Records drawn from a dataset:
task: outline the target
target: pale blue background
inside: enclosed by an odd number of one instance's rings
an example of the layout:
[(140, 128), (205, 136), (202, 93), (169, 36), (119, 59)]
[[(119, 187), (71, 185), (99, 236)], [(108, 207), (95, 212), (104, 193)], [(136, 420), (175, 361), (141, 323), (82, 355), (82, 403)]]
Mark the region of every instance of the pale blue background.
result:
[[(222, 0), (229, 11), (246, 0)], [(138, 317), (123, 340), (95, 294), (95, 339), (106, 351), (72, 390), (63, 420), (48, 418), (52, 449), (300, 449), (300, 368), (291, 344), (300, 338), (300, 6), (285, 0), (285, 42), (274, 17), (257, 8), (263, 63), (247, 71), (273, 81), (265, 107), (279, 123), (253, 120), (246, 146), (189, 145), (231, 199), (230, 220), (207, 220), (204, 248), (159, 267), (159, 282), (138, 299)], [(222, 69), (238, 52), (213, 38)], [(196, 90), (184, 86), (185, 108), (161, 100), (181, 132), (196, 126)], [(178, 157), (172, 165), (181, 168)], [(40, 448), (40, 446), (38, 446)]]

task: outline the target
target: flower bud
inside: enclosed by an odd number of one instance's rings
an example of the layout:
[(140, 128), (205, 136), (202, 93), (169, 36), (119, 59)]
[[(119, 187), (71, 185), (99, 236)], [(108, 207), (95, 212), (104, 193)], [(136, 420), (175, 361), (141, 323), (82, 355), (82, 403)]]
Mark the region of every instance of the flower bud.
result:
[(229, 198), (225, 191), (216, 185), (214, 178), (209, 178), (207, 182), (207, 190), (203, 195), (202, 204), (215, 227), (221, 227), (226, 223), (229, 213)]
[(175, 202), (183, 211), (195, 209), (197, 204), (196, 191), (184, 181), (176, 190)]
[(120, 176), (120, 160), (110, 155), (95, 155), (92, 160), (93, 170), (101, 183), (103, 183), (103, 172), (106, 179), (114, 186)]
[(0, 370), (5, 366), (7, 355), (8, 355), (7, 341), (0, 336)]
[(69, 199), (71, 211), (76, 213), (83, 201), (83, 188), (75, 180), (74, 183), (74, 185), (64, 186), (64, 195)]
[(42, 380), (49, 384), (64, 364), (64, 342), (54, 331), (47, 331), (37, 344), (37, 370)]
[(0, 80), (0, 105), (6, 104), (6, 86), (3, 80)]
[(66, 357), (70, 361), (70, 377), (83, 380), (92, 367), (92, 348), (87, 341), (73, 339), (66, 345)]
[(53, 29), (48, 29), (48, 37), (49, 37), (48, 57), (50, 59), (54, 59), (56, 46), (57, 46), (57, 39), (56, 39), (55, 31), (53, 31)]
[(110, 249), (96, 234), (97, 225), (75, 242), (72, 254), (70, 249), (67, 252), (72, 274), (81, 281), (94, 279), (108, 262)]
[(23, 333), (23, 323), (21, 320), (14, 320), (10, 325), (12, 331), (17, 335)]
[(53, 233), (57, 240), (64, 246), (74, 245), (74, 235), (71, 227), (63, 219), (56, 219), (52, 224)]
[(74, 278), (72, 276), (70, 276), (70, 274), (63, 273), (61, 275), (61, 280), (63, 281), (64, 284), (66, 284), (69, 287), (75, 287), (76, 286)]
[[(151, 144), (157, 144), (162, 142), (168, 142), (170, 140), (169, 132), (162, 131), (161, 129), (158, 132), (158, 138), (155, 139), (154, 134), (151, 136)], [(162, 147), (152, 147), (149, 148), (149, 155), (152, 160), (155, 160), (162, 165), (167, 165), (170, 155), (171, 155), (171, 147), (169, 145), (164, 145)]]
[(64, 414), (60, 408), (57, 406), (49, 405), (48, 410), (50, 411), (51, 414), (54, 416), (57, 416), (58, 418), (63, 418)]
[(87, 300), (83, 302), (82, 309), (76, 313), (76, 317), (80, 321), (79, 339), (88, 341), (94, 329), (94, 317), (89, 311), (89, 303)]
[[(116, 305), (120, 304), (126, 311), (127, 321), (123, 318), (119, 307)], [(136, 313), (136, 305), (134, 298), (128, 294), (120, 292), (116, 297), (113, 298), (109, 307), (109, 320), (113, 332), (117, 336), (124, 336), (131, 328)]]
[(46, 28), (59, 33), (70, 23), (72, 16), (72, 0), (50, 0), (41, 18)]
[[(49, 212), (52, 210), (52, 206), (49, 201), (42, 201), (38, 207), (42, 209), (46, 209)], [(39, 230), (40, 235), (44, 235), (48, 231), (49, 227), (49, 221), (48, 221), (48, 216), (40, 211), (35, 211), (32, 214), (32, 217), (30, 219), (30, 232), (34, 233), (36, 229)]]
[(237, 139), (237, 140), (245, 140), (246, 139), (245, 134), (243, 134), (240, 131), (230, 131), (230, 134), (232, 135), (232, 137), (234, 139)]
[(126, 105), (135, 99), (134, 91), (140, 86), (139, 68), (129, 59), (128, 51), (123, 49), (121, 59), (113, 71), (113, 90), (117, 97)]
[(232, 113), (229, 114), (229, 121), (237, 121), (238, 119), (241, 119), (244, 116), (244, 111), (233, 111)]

**INSTRUCTIONS FOR THE TASK**
Restate word for word the lines above, beginning at the first one and ending at the line that carries "Mark the region of every instance of the pale".

**SOLVED EXERCISE**
task: outline the target
target: pale blue background
inside: enclosed by an odd number of one instance's rings
an example of the layout:
[(140, 128), (205, 136), (202, 93), (169, 36), (119, 59)]
[[(119, 187), (71, 185), (99, 236)], [(108, 207), (95, 212), (104, 193)], [(136, 420), (175, 361), (141, 323), (82, 355), (82, 403)]]
Mark the region of every instance of the pale blue background.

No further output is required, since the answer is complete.